— start DATASET RECORDS —

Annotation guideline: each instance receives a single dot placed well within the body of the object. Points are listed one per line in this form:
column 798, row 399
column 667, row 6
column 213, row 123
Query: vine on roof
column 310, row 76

— end DATASET RECORDS —

### TO BE DONE
Copy out every line of the records above without changing anything.

### THE OUTPUT
Annotation guideline: each instance receives a single dot placed well within the body of the object. Points are listed one per line in this form:
column 798, row 399
column 667, row 6
column 213, row 123
Query: vine on roof
column 310, row 76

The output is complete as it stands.